======== Reading passage

I'm not sure if you have a specific technical meaning of "clone" in mind
here, but these processes are all executing the identical executable,
and taking care to map the shmem early in execution *before* they load
any DLLs. So it should work. Apparently, it *does* work for awhile for
the OP, and then stops working, which is even odder.

> I gather postgres depends on it being at the same address, and fixing
> that isn't trivial?

That's correct, and not having to change it is not negotiable ---
finding a way to make this work was one of the gating factors that
made it practical to have a Windows port at all.

If you've got a specific suggestion for making it more reliable,
we're all ears.

regards, tom lane


From: Tom Lane <tgl(at)sss(dot)pgh(dot)pa(dot)us>
To: Gregory Stark <stark(at)enterprisedb(dot)com>
Cc: "Trevor Talbot" <quension(at)gmail(dot)com>, "Magnus Hagander" <magnus(at)hagander(dot)net>, "Shelby Cain" <alyandon(at)yahoo(dot)com>, "Alvaro Herrera" <alvherre(at)commandprompt(dot)com>, "Terry Yapt" <yapt(at)technovell(dot)com>, pgsql-general(at)postgresql(dot)org
Subject: Re: FATAL: could not reattach to shared memory (Win32)
Date: 2007-08-24 15:56:49
Message-ID: 1462.1187971009@sss.pgh.pa.us
Views: Raw Message | Whole Thread | Download mbox | Resend email
Lists: pgsql-general

Gregory Stark <stark(at)enterprisedb(dot)com> writes:
> "Trevor Talbot" <quension(at)gmail(dot)com> writes:
>> I gather postgres depends on it being at the same address, and fixing that
>> isn't trivial?

================
======== Supplied records

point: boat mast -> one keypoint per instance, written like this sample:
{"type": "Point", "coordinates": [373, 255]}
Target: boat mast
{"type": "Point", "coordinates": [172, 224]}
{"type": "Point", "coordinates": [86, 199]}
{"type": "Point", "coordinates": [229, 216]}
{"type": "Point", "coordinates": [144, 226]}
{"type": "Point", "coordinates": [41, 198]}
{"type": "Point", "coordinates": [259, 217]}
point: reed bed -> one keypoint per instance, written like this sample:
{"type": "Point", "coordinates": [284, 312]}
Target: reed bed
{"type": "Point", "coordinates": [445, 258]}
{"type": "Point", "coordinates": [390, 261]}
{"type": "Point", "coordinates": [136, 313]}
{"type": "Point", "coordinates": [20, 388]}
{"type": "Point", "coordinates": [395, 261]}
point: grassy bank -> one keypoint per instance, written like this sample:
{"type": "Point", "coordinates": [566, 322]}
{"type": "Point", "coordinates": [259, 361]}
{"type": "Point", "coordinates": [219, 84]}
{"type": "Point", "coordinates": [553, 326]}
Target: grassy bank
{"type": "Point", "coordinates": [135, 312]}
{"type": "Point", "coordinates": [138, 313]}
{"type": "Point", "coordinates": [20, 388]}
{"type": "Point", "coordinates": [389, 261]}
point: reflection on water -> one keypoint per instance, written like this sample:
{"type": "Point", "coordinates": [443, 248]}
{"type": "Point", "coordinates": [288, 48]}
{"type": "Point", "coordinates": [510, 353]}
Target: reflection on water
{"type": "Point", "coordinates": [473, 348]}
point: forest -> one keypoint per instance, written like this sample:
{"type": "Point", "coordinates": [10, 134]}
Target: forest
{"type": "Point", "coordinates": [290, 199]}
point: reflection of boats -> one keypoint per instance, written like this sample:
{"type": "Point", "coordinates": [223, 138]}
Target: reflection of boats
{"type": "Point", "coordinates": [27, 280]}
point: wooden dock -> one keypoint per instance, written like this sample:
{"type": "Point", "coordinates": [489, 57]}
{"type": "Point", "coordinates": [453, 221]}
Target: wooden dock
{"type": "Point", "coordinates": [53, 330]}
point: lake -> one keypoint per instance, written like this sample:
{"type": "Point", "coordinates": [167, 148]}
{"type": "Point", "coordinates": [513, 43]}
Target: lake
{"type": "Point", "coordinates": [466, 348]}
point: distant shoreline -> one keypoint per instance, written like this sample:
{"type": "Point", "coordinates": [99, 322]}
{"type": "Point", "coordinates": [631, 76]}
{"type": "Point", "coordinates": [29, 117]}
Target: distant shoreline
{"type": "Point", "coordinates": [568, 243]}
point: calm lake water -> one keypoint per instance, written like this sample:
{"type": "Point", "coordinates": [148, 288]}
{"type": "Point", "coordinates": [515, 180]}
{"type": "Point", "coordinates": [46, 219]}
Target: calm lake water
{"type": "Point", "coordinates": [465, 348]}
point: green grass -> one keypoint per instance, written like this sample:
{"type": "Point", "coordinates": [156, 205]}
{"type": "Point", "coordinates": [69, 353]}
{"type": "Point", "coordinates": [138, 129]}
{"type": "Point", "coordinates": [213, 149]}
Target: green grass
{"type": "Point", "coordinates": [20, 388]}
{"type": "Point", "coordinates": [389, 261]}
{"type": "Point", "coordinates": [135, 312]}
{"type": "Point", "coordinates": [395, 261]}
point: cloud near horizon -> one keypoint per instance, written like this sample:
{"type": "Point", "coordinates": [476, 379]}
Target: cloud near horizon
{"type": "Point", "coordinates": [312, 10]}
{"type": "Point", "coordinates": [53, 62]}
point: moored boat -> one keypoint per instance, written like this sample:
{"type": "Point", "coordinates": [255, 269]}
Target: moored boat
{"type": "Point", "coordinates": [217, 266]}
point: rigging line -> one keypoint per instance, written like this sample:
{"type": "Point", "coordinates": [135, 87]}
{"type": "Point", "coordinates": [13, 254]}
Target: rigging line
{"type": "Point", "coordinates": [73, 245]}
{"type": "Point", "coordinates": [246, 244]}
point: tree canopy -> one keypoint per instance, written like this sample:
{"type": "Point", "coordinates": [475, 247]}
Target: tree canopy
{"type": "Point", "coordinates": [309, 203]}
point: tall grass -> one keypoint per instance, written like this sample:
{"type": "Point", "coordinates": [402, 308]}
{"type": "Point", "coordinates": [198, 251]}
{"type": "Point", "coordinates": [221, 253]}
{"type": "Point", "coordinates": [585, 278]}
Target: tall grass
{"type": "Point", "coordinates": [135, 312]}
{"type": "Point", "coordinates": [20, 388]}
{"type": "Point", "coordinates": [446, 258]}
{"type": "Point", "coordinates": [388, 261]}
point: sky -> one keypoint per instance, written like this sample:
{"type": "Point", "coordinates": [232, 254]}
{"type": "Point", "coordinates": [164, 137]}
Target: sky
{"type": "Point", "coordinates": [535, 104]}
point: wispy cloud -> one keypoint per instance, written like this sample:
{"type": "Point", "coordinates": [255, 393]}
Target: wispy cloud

================

■ **Task instructions**:
**a)** Answer these questions about the shared memory thread:
(i) What do the processes take care to do before they load any DLLs?
(ii) Finding a way to make this work was one of the gating factors for what?
(iii) What subject line does the message from Tom Lane to Gregory Stark carry?
**b)** Carry on the mailing-list thread about reattaching to shared memory on Windows, picking up after its last line.

■ **Expected results**:
**a)**
(i) They map the shmem early in execution.
(ii) For making it practical to have a Windows port at all.
(iii) Re: FATAL: could not reattach to shared memory (Win32)

**b)**
> I haven't been following the rest of the thread so I'm not sure if this is
> important. But no, fixing that should be relatively trivial as there are
> already some configurations where it's not the case (the EXEC_BACKEND case I
> believe). The rest of the system uses a shared memory base pointer and
> references everything relative to that.

That hasn't been the case for quite a few years, and we're not going back.
The pointer-to-offset-and-back gymnastics that that required were
utterly destructive to code readability and maintainability, mainly
because if everything stored in shmem data structures is an "offset"
then you can't get any useful error checking from the compiler about how
you are using the fields. It's like decreeing that every pointer
must be declared "void *" and cast to something else when it's used.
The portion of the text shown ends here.